DO THIS - Transcribe all of the records precisely as they are presented.

TASK DATA -
════════════════════

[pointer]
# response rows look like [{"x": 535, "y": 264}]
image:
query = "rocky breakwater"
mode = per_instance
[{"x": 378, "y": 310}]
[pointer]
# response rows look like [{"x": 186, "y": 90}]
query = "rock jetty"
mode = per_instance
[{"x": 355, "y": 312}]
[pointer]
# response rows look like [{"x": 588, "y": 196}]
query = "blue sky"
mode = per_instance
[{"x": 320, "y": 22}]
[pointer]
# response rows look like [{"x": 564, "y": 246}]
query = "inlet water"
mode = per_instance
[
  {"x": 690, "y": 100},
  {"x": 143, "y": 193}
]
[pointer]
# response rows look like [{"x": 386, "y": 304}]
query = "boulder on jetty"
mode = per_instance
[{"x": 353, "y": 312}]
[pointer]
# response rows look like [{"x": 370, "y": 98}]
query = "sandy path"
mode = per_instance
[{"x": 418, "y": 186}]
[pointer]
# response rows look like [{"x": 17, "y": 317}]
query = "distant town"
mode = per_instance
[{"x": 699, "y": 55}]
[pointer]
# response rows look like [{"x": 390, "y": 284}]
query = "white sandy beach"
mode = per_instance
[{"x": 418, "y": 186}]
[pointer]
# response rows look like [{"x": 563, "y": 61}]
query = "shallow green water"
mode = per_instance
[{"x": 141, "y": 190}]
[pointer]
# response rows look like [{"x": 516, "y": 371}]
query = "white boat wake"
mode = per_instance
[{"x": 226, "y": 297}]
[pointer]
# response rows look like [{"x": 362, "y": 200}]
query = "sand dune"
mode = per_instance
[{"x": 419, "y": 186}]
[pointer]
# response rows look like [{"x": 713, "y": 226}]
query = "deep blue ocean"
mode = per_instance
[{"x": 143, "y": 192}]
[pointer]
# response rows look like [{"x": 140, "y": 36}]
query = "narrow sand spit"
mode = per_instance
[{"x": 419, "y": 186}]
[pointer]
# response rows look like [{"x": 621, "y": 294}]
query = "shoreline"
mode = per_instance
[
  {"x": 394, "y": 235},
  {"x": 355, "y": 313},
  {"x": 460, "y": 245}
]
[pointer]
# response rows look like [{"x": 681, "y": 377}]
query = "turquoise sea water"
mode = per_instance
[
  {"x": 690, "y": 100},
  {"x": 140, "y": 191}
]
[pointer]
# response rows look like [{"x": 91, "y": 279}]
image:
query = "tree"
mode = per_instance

════════════════════

IN RESPONSE -
[pointer]
# response rows look like [{"x": 535, "y": 264}]
image:
query = "rocky breakwater"
mode = per_instance
[{"x": 378, "y": 310}]
[pointer]
# response rows look like [{"x": 186, "y": 90}]
query = "rock jetty"
mode = per_instance
[{"x": 355, "y": 312}]
[pointer]
# response rows look like [{"x": 588, "y": 196}]
query = "blue sky"
mode = per_instance
[{"x": 320, "y": 22}]
[pointer]
# response rows look like [{"x": 564, "y": 246}]
query = "inlet water"
mode = per_instance
[
  {"x": 690, "y": 100},
  {"x": 143, "y": 193}
]
[pointer]
# response rows look like [{"x": 386, "y": 304}]
query = "boulder on jetty"
mode = per_instance
[{"x": 353, "y": 312}]
[pointer]
# response rows look like [{"x": 370, "y": 98}]
query = "sandy path"
mode = per_instance
[{"x": 418, "y": 186}]
[pointer]
# response rows look like [{"x": 17, "y": 317}]
query = "distant town"
mode = per_instance
[{"x": 699, "y": 55}]
[pointer]
# response rows look like [{"x": 390, "y": 284}]
query = "white sandy beach"
mode = per_instance
[{"x": 418, "y": 186}]
[pointer]
# response rows look like [{"x": 563, "y": 61}]
query = "shallow green water"
mode = per_instance
[{"x": 141, "y": 190}]
[pointer]
# response rows look like [{"x": 516, "y": 371}]
query = "white boat wake"
mode = per_instance
[{"x": 226, "y": 297}]
[pointer]
# response rows look like [{"x": 362, "y": 200}]
query = "sand dune"
mode = per_instance
[{"x": 419, "y": 186}]
[pointer]
# response rows look like [{"x": 713, "y": 226}]
query = "deep blue ocean"
mode = per_instance
[{"x": 143, "y": 192}]
[pointer]
# response rows look like [{"x": 140, "y": 36}]
query = "narrow sand spit"
mode = per_instance
[{"x": 419, "y": 186}]
[pointer]
# response rows look like [{"x": 621, "y": 294}]
query = "shoreline"
mode = per_instance
[
  {"x": 394, "y": 235},
  {"x": 355, "y": 313},
  {"x": 460, "y": 245}
]
[pointer]
# response rows look like [{"x": 681, "y": 377}]
query = "turquoise sea water"
mode = per_instance
[
  {"x": 690, "y": 100},
  {"x": 140, "y": 191}
]
[pointer]
# response rows look like [{"x": 91, "y": 279}]
image:
query = "tree"
mode = per_instance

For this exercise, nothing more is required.